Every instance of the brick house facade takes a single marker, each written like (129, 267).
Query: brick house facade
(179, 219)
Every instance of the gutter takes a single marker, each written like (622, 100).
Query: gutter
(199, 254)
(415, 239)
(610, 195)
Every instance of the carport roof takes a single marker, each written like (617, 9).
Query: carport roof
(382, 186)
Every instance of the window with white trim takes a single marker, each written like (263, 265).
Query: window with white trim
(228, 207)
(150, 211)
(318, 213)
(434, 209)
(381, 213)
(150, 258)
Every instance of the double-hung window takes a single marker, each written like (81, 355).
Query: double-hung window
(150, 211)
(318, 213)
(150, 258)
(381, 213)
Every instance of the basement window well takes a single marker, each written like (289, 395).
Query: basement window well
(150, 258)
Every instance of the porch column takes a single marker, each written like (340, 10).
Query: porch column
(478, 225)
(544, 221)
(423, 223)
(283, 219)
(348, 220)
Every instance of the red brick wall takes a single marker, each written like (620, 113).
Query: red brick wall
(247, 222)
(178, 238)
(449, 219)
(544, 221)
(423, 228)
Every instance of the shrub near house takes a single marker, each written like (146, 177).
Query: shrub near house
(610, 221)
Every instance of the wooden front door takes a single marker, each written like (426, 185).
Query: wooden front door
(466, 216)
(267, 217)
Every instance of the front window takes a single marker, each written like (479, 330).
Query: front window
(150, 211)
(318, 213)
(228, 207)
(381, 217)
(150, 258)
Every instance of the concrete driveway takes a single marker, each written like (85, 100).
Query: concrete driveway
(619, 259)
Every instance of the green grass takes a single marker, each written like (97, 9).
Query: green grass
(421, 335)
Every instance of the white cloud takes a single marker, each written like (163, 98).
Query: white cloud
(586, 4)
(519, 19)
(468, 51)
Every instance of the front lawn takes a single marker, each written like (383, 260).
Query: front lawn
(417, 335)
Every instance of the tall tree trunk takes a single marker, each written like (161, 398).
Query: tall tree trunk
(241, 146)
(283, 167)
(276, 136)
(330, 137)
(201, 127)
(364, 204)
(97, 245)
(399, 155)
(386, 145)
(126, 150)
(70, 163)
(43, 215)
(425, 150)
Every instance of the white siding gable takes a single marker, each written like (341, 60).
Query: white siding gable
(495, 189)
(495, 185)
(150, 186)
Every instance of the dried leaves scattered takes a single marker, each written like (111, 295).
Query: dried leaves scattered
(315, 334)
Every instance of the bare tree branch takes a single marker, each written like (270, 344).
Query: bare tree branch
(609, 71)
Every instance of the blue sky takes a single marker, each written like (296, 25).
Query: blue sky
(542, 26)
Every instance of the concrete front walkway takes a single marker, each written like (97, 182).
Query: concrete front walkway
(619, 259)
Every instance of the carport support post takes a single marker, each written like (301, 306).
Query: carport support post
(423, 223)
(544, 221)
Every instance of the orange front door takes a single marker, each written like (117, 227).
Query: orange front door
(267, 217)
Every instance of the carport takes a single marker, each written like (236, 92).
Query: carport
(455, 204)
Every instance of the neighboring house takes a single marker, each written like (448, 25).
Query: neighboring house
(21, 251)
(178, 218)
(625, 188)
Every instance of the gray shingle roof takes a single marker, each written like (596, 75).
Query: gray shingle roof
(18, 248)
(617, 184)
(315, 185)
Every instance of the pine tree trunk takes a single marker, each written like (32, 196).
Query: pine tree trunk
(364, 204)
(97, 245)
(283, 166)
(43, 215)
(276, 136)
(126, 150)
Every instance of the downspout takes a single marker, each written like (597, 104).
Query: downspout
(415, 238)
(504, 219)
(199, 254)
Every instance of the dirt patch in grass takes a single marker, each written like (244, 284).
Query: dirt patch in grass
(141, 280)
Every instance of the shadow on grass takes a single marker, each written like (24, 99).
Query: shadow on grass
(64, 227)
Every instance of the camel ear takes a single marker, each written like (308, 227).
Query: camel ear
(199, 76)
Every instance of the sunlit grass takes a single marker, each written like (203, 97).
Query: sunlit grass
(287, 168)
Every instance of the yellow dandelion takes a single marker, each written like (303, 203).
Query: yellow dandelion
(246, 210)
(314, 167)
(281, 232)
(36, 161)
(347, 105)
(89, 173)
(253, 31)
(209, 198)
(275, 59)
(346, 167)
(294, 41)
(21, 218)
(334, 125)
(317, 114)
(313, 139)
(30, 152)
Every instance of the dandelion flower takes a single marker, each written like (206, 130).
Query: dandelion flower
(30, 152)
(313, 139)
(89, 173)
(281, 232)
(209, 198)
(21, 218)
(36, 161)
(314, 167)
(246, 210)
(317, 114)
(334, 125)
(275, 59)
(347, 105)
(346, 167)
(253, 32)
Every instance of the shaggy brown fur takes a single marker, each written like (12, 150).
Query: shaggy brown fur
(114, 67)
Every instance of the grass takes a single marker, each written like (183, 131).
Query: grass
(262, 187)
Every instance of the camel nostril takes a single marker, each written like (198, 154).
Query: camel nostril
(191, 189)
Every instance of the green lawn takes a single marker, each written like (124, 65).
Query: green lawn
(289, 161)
#####
Print the full listing again, word for word.

### [Response]
Every instance of the brick house facade takes a single marker, each written like (129, 267).
Query: brick house facade
(179, 219)
Every instance of the gutter takes a single marker, each written like (622, 100).
Query: gutter
(199, 254)
(415, 239)
(610, 195)
Every instance of the carport roof takes a single marker, each written like (617, 9).
Query: carport roof
(382, 186)
Every instance of the window with white trim takes a single marker, each written like (263, 265).
Query: window with white trim
(228, 207)
(150, 211)
(318, 213)
(434, 209)
(381, 213)
(150, 258)
Every instance of the double-hung window takes a single marker, each written like (81, 355).
Query: double-hung window
(150, 211)
(318, 213)
(150, 258)
(381, 213)
Every instance of the basement window well takes a single marker, each written like (289, 395).
Query: basement window well
(150, 258)
Every instance of the porch column takes a single marker, each written like (340, 10).
Query: porch column
(478, 225)
(544, 221)
(423, 223)
(283, 219)
(348, 220)
Every instance of the red brick wall takes a single marker, each written like (620, 113).
Query: red brick wall
(247, 222)
(178, 238)
(449, 219)
(544, 221)
(423, 228)
Every instance of the shrub near house takes a single marker, each written like (146, 177).
Query: shrub near house
(610, 221)
Every instance of the wooden front door takes a single marker, each written like (426, 185).
Query: wooden front door
(466, 216)
(267, 217)
Every instance of the front window takes a single marker, each written like (479, 330).
Query: front window
(150, 211)
(318, 213)
(228, 207)
(381, 217)
(150, 258)
Every instance of the concrete driveway takes a single marker, each written like (85, 100).
Query: concrete driveway
(619, 259)
Every instance of the green grass takes a single marker, each written like (97, 9).
Query: green grass
(421, 335)
Every instance of the white cloud takes a single marker, each written like (163, 98).
Query: white cloud
(586, 4)
(519, 19)
(468, 51)
Every instance of the front lawn takes a single marker, each written like (383, 260).
Query: front lawn
(417, 335)
Every instance of the tall tree trunk takes a single marker, each written like (161, 398).
Query: tall tree trunk
(241, 146)
(283, 167)
(276, 136)
(330, 137)
(201, 127)
(364, 204)
(97, 245)
(399, 155)
(386, 145)
(126, 150)
(70, 163)
(43, 215)
(425, 150)
Every instance of the white siding gable takes a single marker, each written like (341, 60).
Query: white siding gable
(495, 189)
(495, 185)
(150, 186)
Every instance of the dried leaves scattered takes a single marker, each written like (111, 295).
Query: dried leaves scattered
(315, 334)
Every instance of the bare tree branch takes a single marker, each written like (270, 344).
Query: bare tree branch
(609, 71)
Every instance of the blue sky takes a single marker, each written like (296, 25).
Query: blue sky
(542, 26)
Every instance of the concrete front walkway takes a single marker, each written like (97, 182).
Query: concrete front walkway
(619, 259)
Every instance of the carport support post takes a single marker, each written like (301, 306).
Query: carport support post
(423, 223)
(544, 221)
Every instance of the orange front door takes a single marker, each written like (117, 227).
Query: orange front door
(267, 217)
Every instance of the carport takes a single marker, each written like (236, 92).
Query: carport
(455, 204)
Every instance of the neighboring house takes a single marker, each written like (448, 25).
Query: neighboring house
(21, 251)
(178, 218)
(625, 188)
Every instance of the gray shingle roof takes a single marker, each written like (596, 75).
Query: gray shingle roof
(18, 248)
(617, 184)
(315, 185)
Every instance of the pine tree trunk takes a single marker, each written like (32, 196).
Query: pine tree trunk
(364, 204)
(97, 245)
(283, 166)
(43, 215)
(276, 136)
(126, 150)
Every instance of the downspout takes a single marker, each written like (597, 104).
Query: downspout
(415, 238)
(504, 219)
(199, 254)
Every instance of the dirt patch in grass takes a single marker, each written like (244, 284).
Query: dirt patch in grass
(141, 280)
Every instance of the shadow on grass takes a single marker, each written like (24, 99).
Query: shadow on grass
(64, 227)
Every instance of the camel ear takes a single marker, each written like (308, 227).
Query: camel ear
(199, 76)
Every instance of the sunlit grass takes a single marker, each written like (203, 97).
Query: sunlit grass
(287, 168)
Every instance of the yellow dandelion takes a single marker, each written like (303, 203).
Query: yellow dandelion
(246, 210)
(314, 167)
(281, 232)
(36, 161)
(347, 105)
(89, 173)
(253, 31)
(209, 198)
(275, 59)
(346, 167)
(294, 41)
(21, 218)
(334, 125)
(317, 114)
(313, 139)
(30, 152)
Every instance of the dandelion flower takes a single marker, each written like (206, 130).
Query: dandelion flower
(30, 152)
(313, 139)
(89, 173)
(281, 232)
(209, 198)
(21, 218)
(36, 161)
(314, 167)
(246, 210)
(317, 114)
(334, 125)
(275, 59)
(347, 105)
(346, 167)
(253, 32)
Every instance of the shaggy brown fur takes a single marker, each written like (12, 150).
Query: shaggy brown fur
(114, 67)
Every instance of the grass takes a single marker, each written like (183, 131).
Query: grass
(262, 187)
Every instance of the camel nostril takes a single marker, each written like (198, 154).
Query: camel nostril
(191, 189)
Every instance of the green lawn takes a single marker, each written like (124, 65).
Query: green lawn
(289, 161)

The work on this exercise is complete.